A verdadeira procura da felicidade

No décimo quinto ano do império de Tibério César, quando Pôncio Pilatos era governador da Judeia, Herodes administrava a Galileia, seu irmão Filipe, as regiões da Itureia e Traconítide, e Lisânias a Abilene; 2 quando Anás e Caifás eram sumos sacerdotes, foi então que a palavra de Deus foi dirigida a João, o filho de Zacarias, no deserto. 3 E ele percorreu toda a região do Jordão, pregando um batismo de conversão para o perdão dos pecados, 4 como está escrito no Livro das palavras do profeta Isaías: “Esta é a voz daquele que grita no deserto: ‘preparai o caminho do Senhor, endireitai suas veredas. 5 Todo vale será aterrado, toda montanha e colina serão rebaixadas; as passagens tortuosas ficarão retas e os caminhos acidentados serão aplainados. 6 E todas as pessoas verão a salvação de Deus’” (Lc 3, 1-6)

II Domingo do Advento
Comentário ao Evangelho

Em busca da felicidade, muitos se arriscam por vias equivocadas
que terminam na frustração. A mensagem de São João Batista
surge na História como um farol seguro a iluminar o caminho
para encontrá-la.

################

## [Trabalho a fazer]
Prolongue o comentário acima sobre o Evangelho do II Domingo do Advento, começando logo após a última frase apresentada.

################

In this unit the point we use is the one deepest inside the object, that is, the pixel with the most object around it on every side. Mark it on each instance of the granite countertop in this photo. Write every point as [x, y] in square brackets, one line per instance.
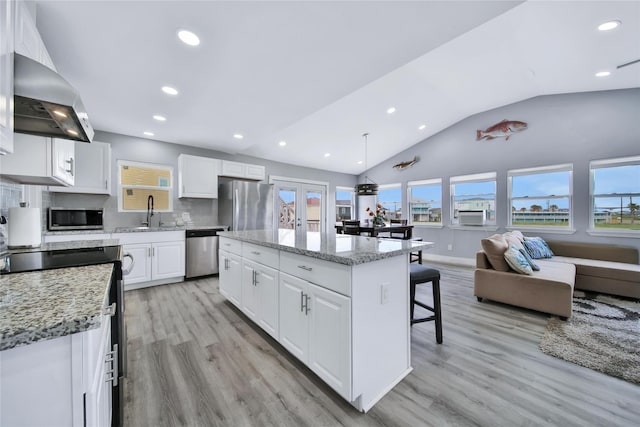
[76, 244]
[42, 305]
[339, 248]
[133, 229]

################

## [Resultado do exercício]
Por Mons. João S. Clá Dias, EP

A procura da felicidade

Quem se detivesse a fazer uma breve análise das pessoas do próprio meio ou até de outras menos próximas — incluindo antepassados, personagens históricos, figuras destacadas no contexto mundial hodierno ou de outrora —, perceberia que, apesar da diferença de mentalidade, aptidões ou estilo de vida, é possível nelas distinguir um traço comum, norteador de seus atos: o desejo de ser feliz. Entretanto, apesar de todos, sem exceção, procurarem a felicidade com infatigável ardor, muitos chegam ao fim de seus dias sem a terem encontrado…

Qual será a causa desses esforços frustrados? O problema é que “todos querem ser felizes e nem todos desejam viver do único modo como se pode ser feliz”, observa Santo Agostinho. Ao invés de orientar sua existência para Deus, Bem supremo e fim último do homem, único Ser que sacia por completo esta aspiração, muitos são ludibriados pelo mundo e acabam trilhando vias paralelas ao verdadeiro caminho. Nunca serão felizes, pelo simples fato de seguirem um itinerário que não conduz a Deus.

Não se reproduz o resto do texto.